What to work on: Beginning with the line containing "# mark the shoulder" and ending at the last line of the records, transcribe each line exactly. Do not include pictures.

(Dataset excerpts)
= Beginning of Section =
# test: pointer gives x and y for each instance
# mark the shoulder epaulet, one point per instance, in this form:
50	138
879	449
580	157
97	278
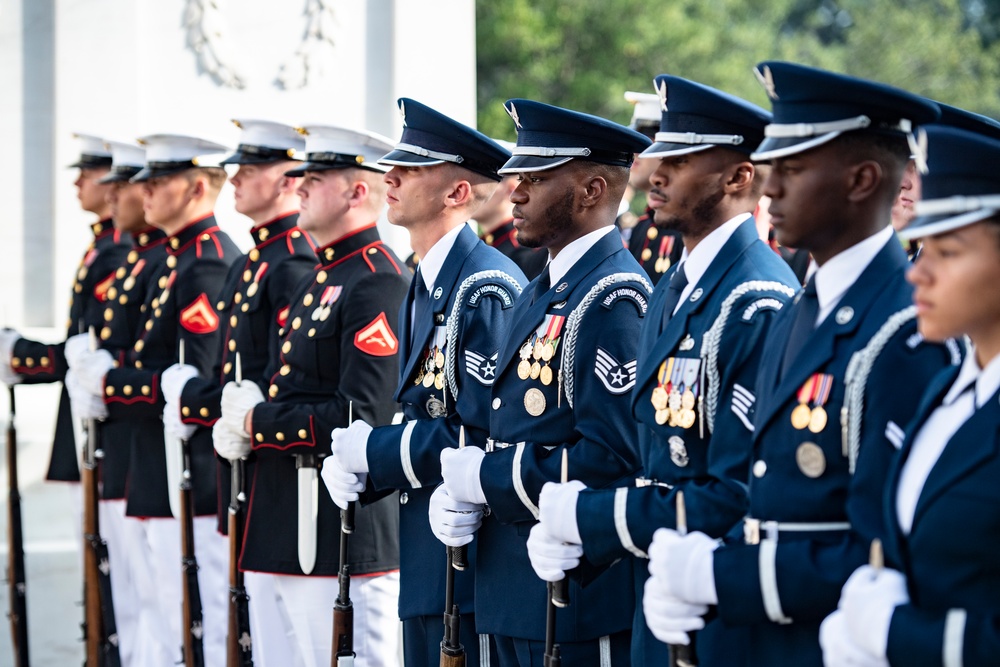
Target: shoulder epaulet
765	295
607	300
490	283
= End of Section =
Exercise solution:
# mark the shoulder epaulet, one point per instance, in this form:
50	138
879	449
580	157
97	278
Target: shoulder epaulet
765	295
607	300
490	283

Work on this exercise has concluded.